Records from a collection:
- - - -
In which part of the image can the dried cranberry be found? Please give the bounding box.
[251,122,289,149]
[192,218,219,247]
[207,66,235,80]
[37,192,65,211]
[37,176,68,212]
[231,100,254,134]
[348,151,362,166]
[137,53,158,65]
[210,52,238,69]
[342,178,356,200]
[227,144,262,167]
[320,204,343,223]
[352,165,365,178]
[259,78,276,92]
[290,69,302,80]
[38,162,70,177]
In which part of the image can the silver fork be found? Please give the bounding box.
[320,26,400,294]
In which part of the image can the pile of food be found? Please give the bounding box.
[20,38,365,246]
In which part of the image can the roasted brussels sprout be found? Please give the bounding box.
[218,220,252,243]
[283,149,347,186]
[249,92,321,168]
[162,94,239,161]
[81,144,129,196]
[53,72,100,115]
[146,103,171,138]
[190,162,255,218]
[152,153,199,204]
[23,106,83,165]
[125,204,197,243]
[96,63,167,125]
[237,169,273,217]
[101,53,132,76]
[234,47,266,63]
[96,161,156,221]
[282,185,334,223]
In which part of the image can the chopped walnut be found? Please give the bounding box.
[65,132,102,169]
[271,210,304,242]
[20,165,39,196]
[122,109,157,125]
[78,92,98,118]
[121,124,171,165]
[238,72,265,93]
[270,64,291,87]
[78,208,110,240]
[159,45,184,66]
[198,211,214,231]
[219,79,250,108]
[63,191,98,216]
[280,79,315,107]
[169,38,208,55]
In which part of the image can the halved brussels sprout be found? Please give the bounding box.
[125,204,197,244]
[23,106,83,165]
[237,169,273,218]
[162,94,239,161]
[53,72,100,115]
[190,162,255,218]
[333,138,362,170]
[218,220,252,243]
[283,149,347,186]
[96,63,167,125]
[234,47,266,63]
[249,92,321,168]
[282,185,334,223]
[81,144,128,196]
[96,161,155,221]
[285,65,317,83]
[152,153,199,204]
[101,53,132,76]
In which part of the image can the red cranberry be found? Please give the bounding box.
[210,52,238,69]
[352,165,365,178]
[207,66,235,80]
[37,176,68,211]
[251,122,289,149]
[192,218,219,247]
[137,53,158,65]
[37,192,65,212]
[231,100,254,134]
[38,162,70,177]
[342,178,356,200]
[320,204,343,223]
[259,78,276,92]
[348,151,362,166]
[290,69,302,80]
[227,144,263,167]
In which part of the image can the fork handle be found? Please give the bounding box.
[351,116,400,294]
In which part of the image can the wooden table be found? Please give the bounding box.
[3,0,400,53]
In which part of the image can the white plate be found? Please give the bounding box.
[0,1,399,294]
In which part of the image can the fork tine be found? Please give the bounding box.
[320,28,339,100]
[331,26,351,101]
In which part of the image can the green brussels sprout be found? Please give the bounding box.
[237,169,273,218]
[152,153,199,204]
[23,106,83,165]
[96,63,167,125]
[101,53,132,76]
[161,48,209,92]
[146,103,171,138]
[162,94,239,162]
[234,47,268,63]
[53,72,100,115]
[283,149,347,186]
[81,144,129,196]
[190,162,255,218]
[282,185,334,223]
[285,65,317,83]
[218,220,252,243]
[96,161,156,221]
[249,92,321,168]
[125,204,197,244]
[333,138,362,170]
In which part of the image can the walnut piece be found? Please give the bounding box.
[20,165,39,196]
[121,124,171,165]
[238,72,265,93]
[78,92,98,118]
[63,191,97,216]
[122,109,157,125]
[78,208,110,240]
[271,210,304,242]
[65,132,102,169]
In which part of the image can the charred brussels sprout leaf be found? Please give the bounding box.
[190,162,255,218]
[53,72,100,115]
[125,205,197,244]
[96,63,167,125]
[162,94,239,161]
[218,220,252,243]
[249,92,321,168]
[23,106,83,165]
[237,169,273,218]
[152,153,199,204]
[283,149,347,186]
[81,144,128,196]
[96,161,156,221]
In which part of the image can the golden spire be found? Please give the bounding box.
- - - -
Would you transcribe every entry exactly, leaving nothing out?

In which part of the image can the dried cranberry be found? Please give the bounding box.
[251,122,289,149]
[192,218,219,247]
[207,66,235,80]
[37,192,65,211]
[37,176,68,212]
[231,100,254,134]
[348,151,362,166]
[137,53,158,65]
[210,52,238,69]
[342,178,356,200]
[227,144,262,167]
[320,204,343,223]
[352,165,365,178]
[259,78,276,92]
[290,69,302,80]
[38,162,70,177]
In which part of the image can the silver fork be found? Please give the bounding box.
[320,26,400,294]
In which part of the image can the pile of food be found? Please give the bounding box.
[20,38,365,246]
In which part of the image can the roasted brussels sprout be found? Please give the bounding box.
[218,220,252,243]
[283,149,347,186]
[249,92,321,168]
[162,94,239,161]
[81,144,129,196]
[53,72,100,115]
[146,103,171,138]
[190,162,255,218]
[152,153,199,204]
[23,106,83,165]
[125,204,197,243]
[96,63,167,125]
[237,169,273,217]
[101,53,132,76]
[234,47,266,63]
[96,161,156,221]
[282,185,334,223]
In which part of the image can the chopped walnut be found? Please give the bounding box.
[65,132,102,169]
[271,210,304,242]
[20,165,39,196]
[122,109,157,125]
[78,92,98,118]
[121,124,171,165]
[238,72,265,93]
[270,64,291,87]
[78,208,110,240]
[159,45,184,66]
[198,211,214,231]
[219,79,250,108]
[63,191,98,216]
[280,79,315,107]
[169,38,208,55]
In which part of the image can the halved brussels sprout be found? Please give the bounding box.
[125,204,197,244]
[23,106,83,165]
[237,169,273,218]
[162,94,239,161]
[53,72,100,115]
[190,162,255,218]
[333,138,362,170]
[218,220,252,243]
[283,149,347,186]
[96,63,167,125]
[234,47,266,63]
[249,92,321,168]
[282,185,334,223]
[81,144,128,196]
[96,161,155,221]
[285,65,317,83]
[152,153,199,204]
[101,53,132,76]
In which part of the image can the red cranberry be found? Please give the bounding box.
[210,52,238,69]
[352,165,365,178]
[207,66,235,80]
[37,176,68,211]
[251,122,289,149]
[192,218,219,247]
[137,53,158,65]
[37,192,65,212]
[231,100,254,134]
[38,162,70,177]
[342,178,356,200]
[320,204,343,223]
[259,78,276,92]
[348,151,362,166]
[290,69,302,80]
[227,144,263,167]
In which part of the image can the fork handle be found? Please give the bounding box.
[351,116,400,294]
In which part of the image can the wooden table be found? Please give the bounding box.
[3,0,400,53]
In which part of the image can the white plate be found? Please give the bounding box.
[0,1,399,294]
In which part of the image can the fork tine be found? Please give the bounding box.
[320,28,339,100]
[331,26,351,101]
In which part of the image can the green brussels sprout be found? Please give the bounding box.
[237,169,273,218]
[152,153,199,204]
[23,106,83,165]
[96,63,167,125]
[101,53,132,76]
[161,48,209,92]
[146,103,171,138]
[162,94,239,162]
[234,47,268,63]
[53,72,100,115]
[283,149,347,186]
[81,144,129,196]
[190,162,255,218]
[282,185,334,223]
[285,65,317,83]
[218,220,252,243]
[96,161,156,221]
[249,92,321,168]
[125,204,197,244]
[333,138,362,170]
In which part of the image can the walnut piece be found? Please give the bounding box.
[20,165,39,196]
[121,124,171,165]
[238,72,265,93]
[78,92,98,118]
[63,191,97,216]
[122,109,157,125]
[78,208,110,240]
[271,210,304,242]
[65,132,102,169]
In which part of the image can the charred brussels sprout leaf be found? Please give the bounding box.
[190,162,255,218]
[53,72,100,115]
[125,205,197,244]
[96,63,167,125]
[162,94,239,161]
[218,220,252,243]
[249,92,321,168]
[23,106,83,165]
[237,169,273,218]
[152,153,199,204]
[283,149,347,186]
[81,144,128,196]
[96,161,156,221]
In which part of the image can the golden spire be found? Please give the bounding box.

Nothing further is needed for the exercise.